▶ _Task_
Write the next part of the article on SAFE agreements, starting right after its last sentence.

Demystifying the SAFE agreement | WahedVentures

Don’t invest unless you’re prepared to lose all the money you invest. This is a high-risk investment and you are unlikely to be protected if something goes wrong. Take 2 mins to learn more.

Don’t invest unless you’re prepared to lose all the money you invest. This is a high-risk investment and you are unlikely to be protected if something goes wrong. Take 2 mins to learn more.

Demystifying the SAFE agreement

by Maydan

Posted 17/03/2022

"SAFE" stands for "Simple Agreement for Future Equity".
As the name suggests, SAFE agreements are simple to understand. In plain terms, A SAFE allows companies, primarily startups, to raise funds in exchange for future ownership in the company (shares).

When will the SAFE Agreement be converted to shares?

The SAFE agreements will be converted to shares once the company goes through the valuation process, and raises funds on that valuation, at a future fundraising round.

SAFE agreements are ideal for both pre-seed and seed stage companies because they avoid subjective discussions around valuation and tedious negotiations, which can save a fortune in terms of time and money. Equity Investment platforms, such as Maydan Capital, provide SAFE agreements which aim to deliver the best value to both investors and founders. 

Why are SAFE agreements more appealing?
  1. Simplicity:
    SAFE agreements are ideal instruments for startups.
    The simplicity of this instrument prompts both investors and companies to consider SAFE agreements among their initial sources of financing.
    In the SAFE agreement, only two things are negotiated, the investment amount and valuation cap (which indicates the highest conversion price). 
  2. Smaller in size:
    Compared to a full equity round, if the company fails, the investor loses less money.

▶ _Records_
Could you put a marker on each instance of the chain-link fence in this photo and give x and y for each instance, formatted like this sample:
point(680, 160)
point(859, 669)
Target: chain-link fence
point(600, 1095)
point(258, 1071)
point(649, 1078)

==

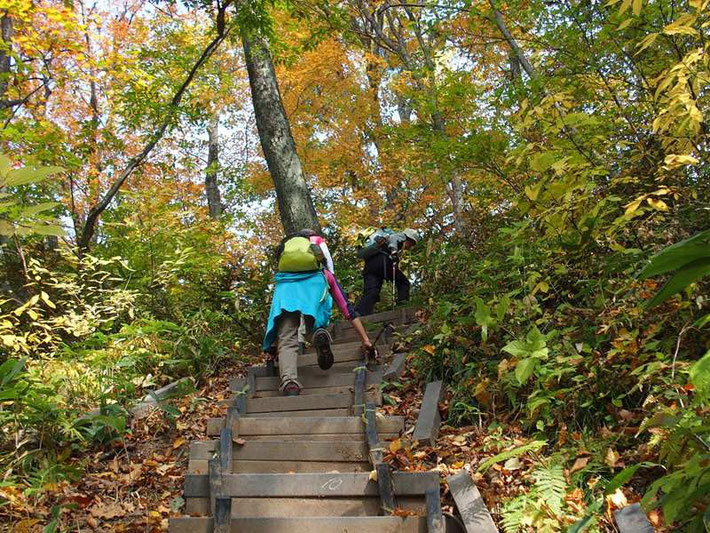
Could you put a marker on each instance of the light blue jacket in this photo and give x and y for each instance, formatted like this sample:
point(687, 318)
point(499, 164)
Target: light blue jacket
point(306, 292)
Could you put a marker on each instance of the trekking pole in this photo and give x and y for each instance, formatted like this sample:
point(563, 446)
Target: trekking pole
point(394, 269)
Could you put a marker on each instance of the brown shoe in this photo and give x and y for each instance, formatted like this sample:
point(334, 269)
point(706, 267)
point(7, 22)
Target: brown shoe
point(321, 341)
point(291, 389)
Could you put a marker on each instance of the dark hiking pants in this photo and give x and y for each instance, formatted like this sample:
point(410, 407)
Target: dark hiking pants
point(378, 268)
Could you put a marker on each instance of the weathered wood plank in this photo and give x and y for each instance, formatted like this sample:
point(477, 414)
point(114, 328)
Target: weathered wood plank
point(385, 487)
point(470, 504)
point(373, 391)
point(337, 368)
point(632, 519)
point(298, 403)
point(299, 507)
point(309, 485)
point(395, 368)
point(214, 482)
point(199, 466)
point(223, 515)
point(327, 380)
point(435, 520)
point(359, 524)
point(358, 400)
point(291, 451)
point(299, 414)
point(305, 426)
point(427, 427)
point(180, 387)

▶ _Expected output_
    Due to the smaller size, for issuers it is quicker to raise funds. For example, a typical equity fundraise may be £500,000 but the same company can raise investment via a SAFE of £100,000 resulting in faster execution.
  3. Shariah-compliant:
    SAFE agreements do not involve interest payments. Unlike bonds or convertible notes, SAFE is not debt. Therefore, it does not carry a maturity date and interest rate. Maydan Capital ensures all SAFE agreements are aligned with Shariah.

What should I be aware of when investing in SAFE agreements? 
  • Risk:
    • Similar to most investment instruments, the SAFE agreement carries an element of risk to investors, especially when financing a startup or pre-seed company. Because there is no guarantee that the startup will grow into a profitable business, the investors will risk losing their money if the company fails. 
  • Returns:
    • SAFE agreements do not yield higher investors' returns in the early stages. Since SAFEs do not provide dividend payments, the investors will have to wait until the company develops to benefit from their investment.
    • Investors benefit from a cap in valuation or a discounted valuation of the company at the future equity round.

Example of a SAFE
We have outlined below how a SAFE works in practical terms:
  1. The startup is raising £150,000 via a SAFE Agreement. The startup has identified this is the amount they need to develop their product and progress.
  2. The startup has set a valuation cap at £3.2 million for future conversion of the SAFE. The expected valuation at the next full fundraising round is £10 million, meaning the value of the £150,000 is multiplied at 3.1x, giving a greater number of shares at the future fundraising round. 
In summary, a SAFE agreement can be favourable for investors if the future valuation far exceeds the valuation cap.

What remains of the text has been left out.